- **THE INPUT**:

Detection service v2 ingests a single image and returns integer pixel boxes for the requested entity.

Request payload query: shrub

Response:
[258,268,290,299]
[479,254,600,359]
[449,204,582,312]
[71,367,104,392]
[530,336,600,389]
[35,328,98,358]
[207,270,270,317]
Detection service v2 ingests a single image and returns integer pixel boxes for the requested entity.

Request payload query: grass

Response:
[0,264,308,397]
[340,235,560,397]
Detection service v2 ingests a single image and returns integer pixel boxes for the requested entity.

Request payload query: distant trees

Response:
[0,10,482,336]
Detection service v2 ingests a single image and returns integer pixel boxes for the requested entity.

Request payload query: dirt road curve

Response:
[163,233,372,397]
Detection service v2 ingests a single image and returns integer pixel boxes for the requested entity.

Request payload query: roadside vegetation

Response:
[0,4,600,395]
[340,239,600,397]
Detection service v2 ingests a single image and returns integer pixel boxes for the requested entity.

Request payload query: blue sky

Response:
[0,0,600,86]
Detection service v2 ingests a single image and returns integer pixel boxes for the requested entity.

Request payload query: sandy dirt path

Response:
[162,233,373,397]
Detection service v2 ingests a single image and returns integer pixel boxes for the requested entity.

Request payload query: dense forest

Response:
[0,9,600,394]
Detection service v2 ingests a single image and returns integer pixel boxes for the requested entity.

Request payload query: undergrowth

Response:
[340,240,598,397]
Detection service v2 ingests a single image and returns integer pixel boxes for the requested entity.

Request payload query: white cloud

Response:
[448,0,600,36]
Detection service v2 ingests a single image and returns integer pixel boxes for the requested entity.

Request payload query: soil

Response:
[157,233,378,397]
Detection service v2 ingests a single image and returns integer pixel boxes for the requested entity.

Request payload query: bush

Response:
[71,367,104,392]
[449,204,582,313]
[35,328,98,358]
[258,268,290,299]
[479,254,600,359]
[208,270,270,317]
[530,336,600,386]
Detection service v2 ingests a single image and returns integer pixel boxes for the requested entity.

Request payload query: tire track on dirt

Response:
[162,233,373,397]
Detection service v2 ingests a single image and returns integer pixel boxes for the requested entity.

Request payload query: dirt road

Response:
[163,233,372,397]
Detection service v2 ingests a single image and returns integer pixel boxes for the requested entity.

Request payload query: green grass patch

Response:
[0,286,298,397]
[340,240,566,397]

- **TASK DETAILS**: Print every entry above verbatim, line for line and in the original order.

- **EXERCISE SOLUTION**:
Detection service v2 ingests a single image and returns integer pixel boxes for the requested entity.

Request payload query: shrub

Response:
[258,268,290,299]
[479,254,600,359]
[449,204,582,312]
[71,367,104,392]
[530,336,600,389]
[35,328,98,358]
[207,270,270,317]
Detection service v2 ingests a single image and returns integer pixel boxes for the requested entity.

Request payload query: grass

Response:
[0,264,308,397]
[340,235,560,397]
Detection service v2 ingests a single image and returns integer pixel boxes for the requested entity.

Request payload query: distant trees

Response:
[0,10,482,336]
Detection service v2 ingests a single image and returns integer pixel boxes for the requested entity.

Request payload query: dirt road curve

Response:
[163,233,372,397]
Detection service v2 ingests a single image and returns integer pixel boxes for the requested entity.

Request payload query: roadside vegetation

Response:
[0,4,600,395]
[340,239,600,397]
Detection service v2 ingests a single image and returns integer pixel boxes for the requested entity.

Request payload query: blue sky

Response:
[0,0,600,86]
Detection service v2 ingests a single image and returns integer pixel boxes for the requested entity.

Request payload query: sandy dirt path

Response:
[162,233,373,397]
Detection service v2 ingests a single image and returns integer pixel boxes for the requested entity.

Request payload query: dense forest

Response:
[0,9,600,394]
Detection service v2 ingests a single image and returns integer pixel boxes for the requested entity.

Request payload query: undergrowth

Response:
[340,240,598,397]
Detection service v2 ingests a single image and returns integer pixel boxes for the requested entity.

Request payload query: white cloud

Response:
[448,0,600,36]
Detection service v2 ingests a single image and returns integer pixel boxes for the requested entity.

Request payload query: soil

Response:
[157,233,378,397]
Detection service v2 ingests a single image and returns integer pixel boxes for the requested entity.

Request payload query: bush

Response:
[71,367,104,392]
[449,204,582,313]
[35,328,98,358]
[258,268,290,299]
[479,254,600,359]
[208,270,270,317]
[530,336,600,386]
Detection service v2 ingests a single image and returns integer pixel boxes for the requested entity.

Request payload query: tire track on dirt

Response:
[162,233,373,397]
Detection service v2 ingests a single image and returns integer pixel boxes for the requested entity.

Request payload query: dirt road

Response:
[163,233,372,397]
Detection service v2 ingests a single image and returns integer pixel boxes for the requested entity.

Request payload query: green grass patch

Response:
[0,286,298,397]
[340,240,566,397]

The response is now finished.